▶ [Task instructions]: Please show each line in the records below that contains the string "shirt", matching case exactly.

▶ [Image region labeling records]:
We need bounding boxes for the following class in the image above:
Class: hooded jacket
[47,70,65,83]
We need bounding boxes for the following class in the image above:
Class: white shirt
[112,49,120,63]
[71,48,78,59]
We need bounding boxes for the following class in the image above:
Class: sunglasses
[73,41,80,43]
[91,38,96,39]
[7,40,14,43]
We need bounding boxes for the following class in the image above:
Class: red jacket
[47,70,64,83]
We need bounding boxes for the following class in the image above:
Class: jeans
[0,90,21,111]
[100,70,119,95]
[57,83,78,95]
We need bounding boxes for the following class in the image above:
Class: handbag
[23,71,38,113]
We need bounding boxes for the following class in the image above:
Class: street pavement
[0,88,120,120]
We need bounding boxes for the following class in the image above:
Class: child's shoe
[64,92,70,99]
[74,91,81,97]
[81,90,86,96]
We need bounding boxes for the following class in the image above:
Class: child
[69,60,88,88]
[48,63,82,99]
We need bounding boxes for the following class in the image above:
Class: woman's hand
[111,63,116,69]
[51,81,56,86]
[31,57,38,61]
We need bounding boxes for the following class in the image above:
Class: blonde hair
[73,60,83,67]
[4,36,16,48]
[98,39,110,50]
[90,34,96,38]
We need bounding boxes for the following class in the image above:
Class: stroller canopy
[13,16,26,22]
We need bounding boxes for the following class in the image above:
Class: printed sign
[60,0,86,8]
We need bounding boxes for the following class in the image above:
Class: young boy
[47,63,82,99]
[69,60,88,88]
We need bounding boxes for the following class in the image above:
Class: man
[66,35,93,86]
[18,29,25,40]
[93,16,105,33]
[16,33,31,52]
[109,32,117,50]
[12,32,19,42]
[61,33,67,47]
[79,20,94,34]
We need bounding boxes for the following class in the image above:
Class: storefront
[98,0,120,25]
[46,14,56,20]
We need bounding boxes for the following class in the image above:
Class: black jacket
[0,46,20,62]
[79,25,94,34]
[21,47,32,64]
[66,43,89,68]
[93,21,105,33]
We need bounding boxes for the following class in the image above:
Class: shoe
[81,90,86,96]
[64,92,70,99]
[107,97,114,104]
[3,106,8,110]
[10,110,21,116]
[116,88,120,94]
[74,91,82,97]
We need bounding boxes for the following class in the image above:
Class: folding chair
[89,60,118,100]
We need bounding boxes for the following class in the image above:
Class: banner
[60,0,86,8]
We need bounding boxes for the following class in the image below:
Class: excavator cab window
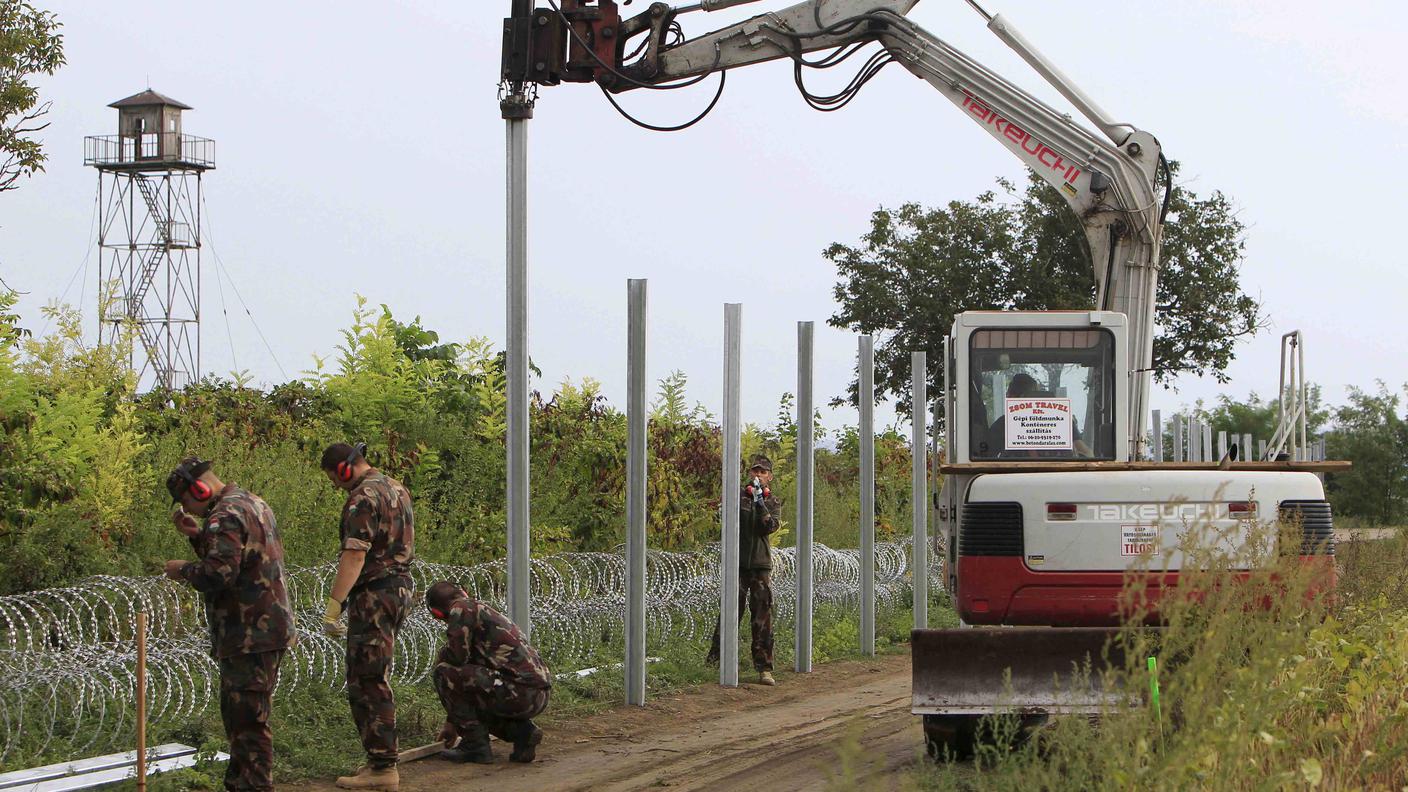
[969,328,1115,461]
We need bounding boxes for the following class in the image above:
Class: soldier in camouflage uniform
[166,457,294,791]
[425,581,552,764]
[322,443,415,792]
[708,454,783,685]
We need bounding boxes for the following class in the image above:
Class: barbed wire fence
[0,541,943,767]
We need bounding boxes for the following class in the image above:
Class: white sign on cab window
[1119,526,1159,555]
[1002,399,1074,451]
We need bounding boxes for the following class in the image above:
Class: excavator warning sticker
[1119,526,1159,555]
[1002,399,1074,451]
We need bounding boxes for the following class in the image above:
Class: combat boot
[508,720,542,762]
[338,765,401,792]
[441,723,494,764]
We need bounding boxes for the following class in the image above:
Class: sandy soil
[298,654,924,792]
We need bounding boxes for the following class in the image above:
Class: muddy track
[298,654,924,792]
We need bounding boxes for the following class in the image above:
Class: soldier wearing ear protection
[166,457,294,791]
[321,443,415,792]
[705,454,783,686]
[425,581,552,764]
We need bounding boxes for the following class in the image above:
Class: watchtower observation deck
[83,89,215,172]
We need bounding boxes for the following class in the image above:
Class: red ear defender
[334,443,366,482]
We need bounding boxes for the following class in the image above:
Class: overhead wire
[200,187,289,379]
[211,248,239,372]
[39,184,101,337]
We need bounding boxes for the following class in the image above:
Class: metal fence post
[910,352,929,630]
[1150,410,1163,462]
[503,97,532,636]
[718,303,743,688]
[859,335,876,657]
[794,321,815,674]
[625,279,648,705]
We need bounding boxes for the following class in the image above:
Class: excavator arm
[504,0,1167,459]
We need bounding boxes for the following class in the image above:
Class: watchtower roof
[108,89,194,110]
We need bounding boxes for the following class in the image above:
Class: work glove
[439,720,459,748]
[322,596,348,638]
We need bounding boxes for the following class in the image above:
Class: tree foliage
[0,0,63,192]
[1326,382,1408,526]
[824,163,1262,422]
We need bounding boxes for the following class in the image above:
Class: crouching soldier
[425,581,552,764]
[165,457,294,792]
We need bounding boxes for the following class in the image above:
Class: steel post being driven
[910,352,929,630]
[859,335,876,657]
[796,321,815,674]
[500,92,532,636]
[625,279,646,705]
[1149,410,1163,462]
[137,610,146,792]
[718,303,743,688]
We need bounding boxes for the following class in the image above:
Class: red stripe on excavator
[956,555,1336,627]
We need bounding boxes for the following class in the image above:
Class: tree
[0,0,63,192]
[822,163,1262,422]
[1325,382,1408,526]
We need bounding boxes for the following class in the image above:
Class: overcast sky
[0,0,1408,427]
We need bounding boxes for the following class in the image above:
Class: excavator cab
[911,311,1328,757]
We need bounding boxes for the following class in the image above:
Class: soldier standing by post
[708,454,783,685]
[322,443,415,792]
[165,457,294,792]
[425,581,552,764]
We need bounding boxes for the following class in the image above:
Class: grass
[90,596,957,792]
[908,521,1408,791]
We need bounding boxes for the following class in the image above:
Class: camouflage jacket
[439,598,552,689]
[180,485,296,658]
[342,468,415,588]
[738,485,783,569]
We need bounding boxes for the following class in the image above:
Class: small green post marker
[1149,655,1163,743]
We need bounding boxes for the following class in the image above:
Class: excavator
[503,0,1333,757]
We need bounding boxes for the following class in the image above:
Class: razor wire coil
[0,541,943,767]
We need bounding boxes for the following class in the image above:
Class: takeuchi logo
[963,90,1080,185]
[1084,503,1231,523]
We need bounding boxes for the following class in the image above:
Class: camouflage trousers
[218,651,283,792]
[432,662,548,741]
[346,576,411,768]
[708,569,773,671]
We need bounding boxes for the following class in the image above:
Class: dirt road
[300,654,924,792]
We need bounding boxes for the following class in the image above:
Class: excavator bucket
[910,627,1125,716]
[910,627,1128,760]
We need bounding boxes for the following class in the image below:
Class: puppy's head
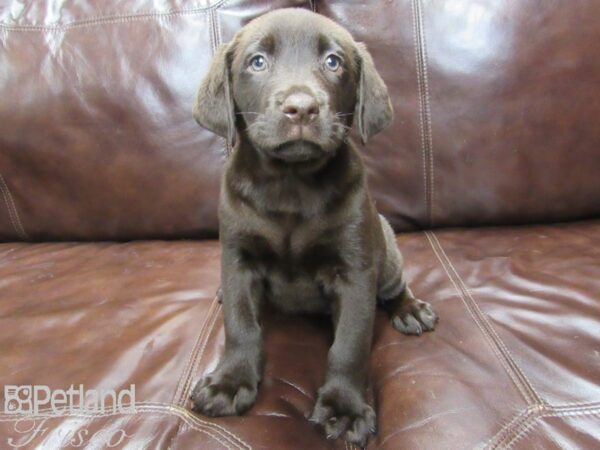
[194,9,393,163]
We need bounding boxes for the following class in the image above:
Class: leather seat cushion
[0,221,600,450]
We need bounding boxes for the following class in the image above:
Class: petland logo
[4,384,135,416]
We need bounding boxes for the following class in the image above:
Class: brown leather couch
[0,0,600,450]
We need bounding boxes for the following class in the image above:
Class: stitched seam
[496,406,600,449]
[496,417,539,450]
[0,173,29,241]
[411,0,429,229]
[183,304,221,398]
[211,5,232,158]
[0,402,251,450]
[173,296,217,406]
[429,232,545,405]
[425,231,533,403]
[182,302,221,401]
[411,0,434,227]
[483,407,536,449]
[0,0,229,32]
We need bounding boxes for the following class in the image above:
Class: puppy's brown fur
[192,9,437,445]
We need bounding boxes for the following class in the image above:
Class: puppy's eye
[325,54,342,72]
[250,55,267,72]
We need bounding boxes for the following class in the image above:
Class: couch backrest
[0,0,600,240]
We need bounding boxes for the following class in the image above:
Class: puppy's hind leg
[377,215,438,335]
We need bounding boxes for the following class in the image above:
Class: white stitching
[0,401,252,450]
[173,296,218,406]
[502,406,600,450]
[183,303,221,398]
[0,173,29,241]
[430,232,545,405]
[411,0,434,226]
[0,0,229,32]
[425,231,530,403]
[411,0,429,229]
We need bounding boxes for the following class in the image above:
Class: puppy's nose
[282,92,319,123]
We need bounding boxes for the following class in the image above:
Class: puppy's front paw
[392,298,438,336]
[190,369,258,416]
[309,384,376,447]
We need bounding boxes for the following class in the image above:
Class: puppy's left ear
[194,44,236,147]
[354,42,394,144]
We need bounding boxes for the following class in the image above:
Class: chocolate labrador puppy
[191,9,437,445]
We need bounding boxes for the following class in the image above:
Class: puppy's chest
[238,229,346,312]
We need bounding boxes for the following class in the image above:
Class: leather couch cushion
[0,0,600,240]
[0,221,600,450]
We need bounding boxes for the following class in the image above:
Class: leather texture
[0,0,600,450]
[0,221,600,450]
[0,0,600,240]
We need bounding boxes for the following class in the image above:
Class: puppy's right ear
[194,44,236,147]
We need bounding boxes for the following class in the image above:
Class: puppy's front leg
[310,272,376,446]
[191,248,264,416]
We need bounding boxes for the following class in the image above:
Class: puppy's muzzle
[281,92,319,125]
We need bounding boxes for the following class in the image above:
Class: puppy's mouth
[270,139,324,163]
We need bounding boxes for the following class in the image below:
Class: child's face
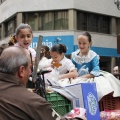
[78,35,91,54]
[50,52,64,63]
[16,28,33,48]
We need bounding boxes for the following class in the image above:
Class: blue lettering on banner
[87,92,98,115]
[30,35,74,54]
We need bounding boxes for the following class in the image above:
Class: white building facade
[0,0,120,72]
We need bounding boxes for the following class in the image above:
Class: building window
[77,11,110,34]
[38,12,54,30]
[54,11,68,30]
[5,17,16,37]
[24,11,68,31]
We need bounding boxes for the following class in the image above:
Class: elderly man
[0,47,60,120]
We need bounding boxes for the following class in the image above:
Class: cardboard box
[52,82,100,120]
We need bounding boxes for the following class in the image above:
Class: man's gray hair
[15,23,33,35]
[0,46,30,75]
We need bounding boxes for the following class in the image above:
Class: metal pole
[32,35,43,83]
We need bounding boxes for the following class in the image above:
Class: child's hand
[51,61,62,68]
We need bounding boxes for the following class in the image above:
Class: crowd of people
[0,23,119,120]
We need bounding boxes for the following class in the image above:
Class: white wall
[74,0,120,17]
[74,32,117,48]
[0,0,120,23]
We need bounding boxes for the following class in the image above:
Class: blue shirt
[72,50,100,76]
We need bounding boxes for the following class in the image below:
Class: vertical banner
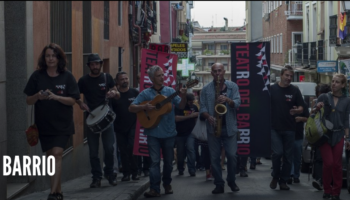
[231,42,271,157]
[133,49,177,156]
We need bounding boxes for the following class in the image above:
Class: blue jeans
[271,130,295,183]
[86,124,116,179]
[147,136,175,193]
[176,134,196,174]
[207,127,237,187]
[290,139,303,178]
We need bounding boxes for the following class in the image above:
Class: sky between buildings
[191,1,245,27]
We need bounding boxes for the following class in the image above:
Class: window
[303,42,309,65]
[118,1,123,26]
[222,63,229,71]
[276,35,280,53]
[310,42,317,65]
[317,40,324,60]
[118,47,124,72]
[271,36,275,53]
[208,44,214,50]
[83,1,92,54]
[104,1,109,40]
[220,44,227,50]
[329,15,338,46]
[50,1,72,71]
[320,1,325,31]
[292,33,303,45]
[262,2,266,17]
[280,33,283,53]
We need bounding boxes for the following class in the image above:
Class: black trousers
[237,156,248,172]
[137,156,151,172]
[312,147,323,183]
[116,128,137,176]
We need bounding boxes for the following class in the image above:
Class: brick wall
[261,1,303,66]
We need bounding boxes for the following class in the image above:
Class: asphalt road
[138,159,350,200]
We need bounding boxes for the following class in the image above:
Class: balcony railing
[284,1,303,20]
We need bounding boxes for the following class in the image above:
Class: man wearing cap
[175,93,199,176]
[76,54,120,188]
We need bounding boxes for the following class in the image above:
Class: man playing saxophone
[200,63,241,194]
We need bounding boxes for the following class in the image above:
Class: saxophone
[214,76,227,137]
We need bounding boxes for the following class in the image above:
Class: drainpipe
[143,1,148,35]
[169,1,173,43]
[129,1,141,87]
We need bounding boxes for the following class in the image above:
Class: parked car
[271,82,350,193]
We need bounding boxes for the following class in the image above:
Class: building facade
[262,1,303,81]
[192,26,246,91]
[297,1,340,83]
[245,1,263,42]
[0,1,160,199]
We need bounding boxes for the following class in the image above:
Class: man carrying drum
[76,54,120,188]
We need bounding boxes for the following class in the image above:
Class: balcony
[284,1,303,20]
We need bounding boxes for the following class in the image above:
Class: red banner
[133,49,177,156]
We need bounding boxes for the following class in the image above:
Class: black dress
[24,70,80,152]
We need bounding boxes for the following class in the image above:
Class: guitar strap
[151,86,164,94]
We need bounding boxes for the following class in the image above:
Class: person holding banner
[112,72,140,181]
[76,54,120,188]
[270,65,304,190]
[200,63,241,194]
[129,65,187,197]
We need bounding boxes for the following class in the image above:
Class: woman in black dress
[24,43,80,200]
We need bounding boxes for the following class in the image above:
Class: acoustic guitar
[136,80,198,128]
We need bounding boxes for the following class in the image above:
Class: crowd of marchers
[24,43,350,200]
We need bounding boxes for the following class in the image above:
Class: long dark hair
[37,43,68,73]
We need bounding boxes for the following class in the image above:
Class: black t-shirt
[112,88,139,133]
[24,70,80,135]
[78,73,115,111]
[175,104,198,136]
[295,101,310,140]
[271,83,304,131]
[220,87,227,126]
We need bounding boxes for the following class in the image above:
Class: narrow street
[138,159,350,200]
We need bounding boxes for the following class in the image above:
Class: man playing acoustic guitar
[129,65,187,197]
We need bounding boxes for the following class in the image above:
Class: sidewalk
[16,173,149,200]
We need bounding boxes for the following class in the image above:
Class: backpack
[305,94,333,147]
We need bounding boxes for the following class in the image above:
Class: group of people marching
[24,43,350,200]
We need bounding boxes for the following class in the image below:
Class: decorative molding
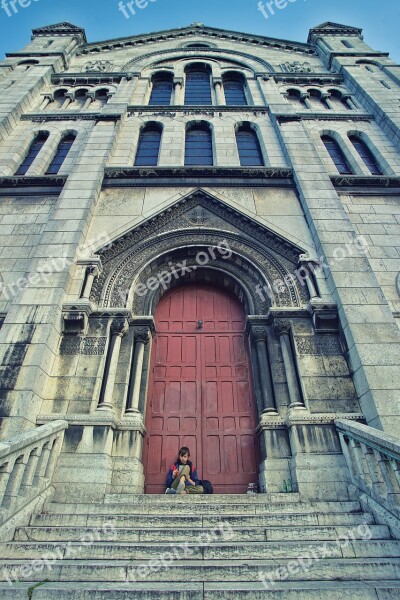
[36,411,146,435]
[0,175,67,189]
[128,104,270,118]
[59,336,107,356]
[32,21,87,43]
[21,111,121,123]
[331,175,400,188]
[77,25,316,56]
[293,335,343,356]
[275,109,374,123]
[51,71,140,86]
[280,60,314,74]
[269,73,344,85]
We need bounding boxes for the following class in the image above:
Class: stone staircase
[0,493,400,600]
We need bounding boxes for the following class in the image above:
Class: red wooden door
[143,284,258,493]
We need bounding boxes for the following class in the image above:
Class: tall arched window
[185,65,212,106]
[185,124,214,167]
[149,73,173,106]
[321,135,352,175]
[223,74,248,106]
[135,123,162,167]
[15,131,49,175]
[236,125,264,167]
[349,135,382,175]
[46,133,76,175]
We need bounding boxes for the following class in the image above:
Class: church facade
[0,23,400,501]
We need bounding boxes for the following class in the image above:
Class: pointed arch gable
[91,191,308,315]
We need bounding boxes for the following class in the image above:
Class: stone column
[174,77,185,106]
[213,78,226,106]
[274,321,306,409]
[81,265,100,300]
[251,326,277,414]
[97,319,129,411]
[299,254,320,300]
[125,327,149,414]
[39,96,53,110]
[82,92,94,110]
[300,92,314,110]
[61,94,74,110]
[321,92,335,110]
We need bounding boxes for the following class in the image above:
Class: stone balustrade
[335,419,400,539]
[0,420,68,538]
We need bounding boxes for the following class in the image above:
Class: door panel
[143,284,258,493]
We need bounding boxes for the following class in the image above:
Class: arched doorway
[143,283,259,493]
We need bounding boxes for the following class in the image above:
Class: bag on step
[200,479,214,494]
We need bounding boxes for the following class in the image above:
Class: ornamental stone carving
[84,60,114,73]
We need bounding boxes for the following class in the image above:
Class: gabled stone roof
[307,21,362,44]
[78,23,315,54]
[32,21,87,43]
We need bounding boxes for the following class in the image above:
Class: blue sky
[0,0,400,62]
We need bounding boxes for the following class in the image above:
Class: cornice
[271,111,374,123]
[0,175,67,189]
[21,112,121,123]
[103,167,294,188]
[274,72,344,85]
[77,25,316,56]
[51,71,140,85]
[128,104,269,118]
[331,175,400,188]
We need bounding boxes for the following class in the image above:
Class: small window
[223,78,248,106]
[321,135,352,175]
[46,134,75,175]
[15,132,49,175]
[185,65,212,106]
[236,126,264,167]
[135,125,162,167]
[349,135,382,175]
[185,125,214,166]
[149,78,173,106]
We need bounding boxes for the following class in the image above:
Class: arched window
[149,74,173,106]
[185,65,212,106]
[236,125,264,167]
[308,89,325,110]
[46,133,76,175]
[15,131,49,175]
[349,135,382,175]
[223,75,248,106]
[287,89,307,108]
[321,135,352,175]
[135,123,162,167]
[185,124,214,166]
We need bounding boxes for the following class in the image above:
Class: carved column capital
[111,318,129,337]
[274,320,292,336]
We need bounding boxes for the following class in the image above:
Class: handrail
[0,420,68,529]
[335,419,400,531]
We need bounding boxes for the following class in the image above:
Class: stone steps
[0,581,400,600]
[31,511,375,528]
[0,540,400,560]
[14,524,391,543]
[0,558,400,587]
[0,494,400,600]
[40,502,360,517]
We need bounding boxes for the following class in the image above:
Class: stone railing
[335,419,400,539]
[0,421,68,539]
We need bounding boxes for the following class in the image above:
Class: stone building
[0,18,400,596]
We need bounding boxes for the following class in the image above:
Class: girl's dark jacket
[167,459,200,488]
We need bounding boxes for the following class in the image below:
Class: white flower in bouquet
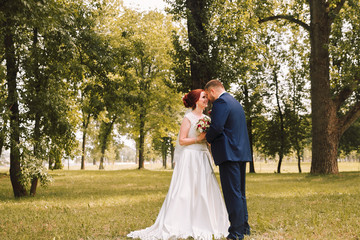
[196,115,211,133]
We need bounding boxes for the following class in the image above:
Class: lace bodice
[185,112,208,151]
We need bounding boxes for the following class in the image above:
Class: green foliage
[0,170,360,240]
[339,119,360,155]
[20,153,53,189]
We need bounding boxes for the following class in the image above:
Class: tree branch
[259,15,310,32]
[329,0,345,20]
[333,86,354,110]
[339,101,360,135]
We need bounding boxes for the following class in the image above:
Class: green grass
[0,170,360,240]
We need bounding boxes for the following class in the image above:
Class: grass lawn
[0,169,360,240]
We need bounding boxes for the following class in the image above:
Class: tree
[1,1,27,197]
[167,0,219,91]
[114,10,177,169]
[259,0,360,174]
[0,0,109,197]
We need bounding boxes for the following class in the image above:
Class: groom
[205,80,251,239]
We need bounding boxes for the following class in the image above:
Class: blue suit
[206,92,251,239]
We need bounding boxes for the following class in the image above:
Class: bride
[128,89,229,240]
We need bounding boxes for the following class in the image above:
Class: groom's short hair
[204,79,224,90]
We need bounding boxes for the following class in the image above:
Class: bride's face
[196,92,209,108]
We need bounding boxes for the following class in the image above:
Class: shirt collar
[219,91,226,97]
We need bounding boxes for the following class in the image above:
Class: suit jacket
[206,92,251,165]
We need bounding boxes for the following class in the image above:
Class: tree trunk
[99,116,117,170]
[30,177,38,196]
[99,154,105,170]
[30,28,41,196]
[274,70,285,173]
[4,16,27,197]
[170,143,175,169]
[0,127,5,157]
[54,148,64,169]
[296,150,301,173]
[186,0,214,89]
[138,112,145,169]
[81,114,90,170]
[310,0,340,174]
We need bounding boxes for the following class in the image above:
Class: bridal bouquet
[196,115,211,133]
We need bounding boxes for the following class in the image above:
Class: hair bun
[183,89,204,109]
[183,93,191,108]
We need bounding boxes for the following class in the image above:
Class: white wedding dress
[128,112,229,240]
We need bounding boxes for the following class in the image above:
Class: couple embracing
[128,80,251,240]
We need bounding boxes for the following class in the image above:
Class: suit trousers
[219,161,250,239]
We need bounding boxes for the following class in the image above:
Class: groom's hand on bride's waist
[197,132,206,142]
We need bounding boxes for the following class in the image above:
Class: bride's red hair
[183,89,204,109]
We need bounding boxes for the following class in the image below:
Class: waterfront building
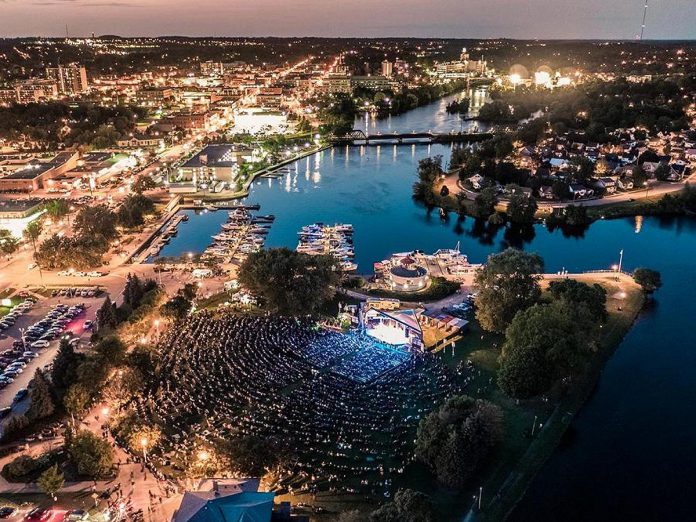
[384,254,430,292]
[15,80,58,104]
[178,143,254,187]
[382,60,394,76]
[0,152,79,192]
[172,478,309,522]
[0,198,44,238]
[135,87,174,107]
[46,65,89,95]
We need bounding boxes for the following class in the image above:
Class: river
[162,91,696,522]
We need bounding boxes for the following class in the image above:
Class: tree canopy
[633,268,662,294]
[474,248,544,332]
[416,395,503,489]
[239,248,341,315]
[498,281,606,398]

▶ [Solution to this exercise]:
Class: white shirt
Class: blue shirt
Class: black t-shirt
Class: shirt collar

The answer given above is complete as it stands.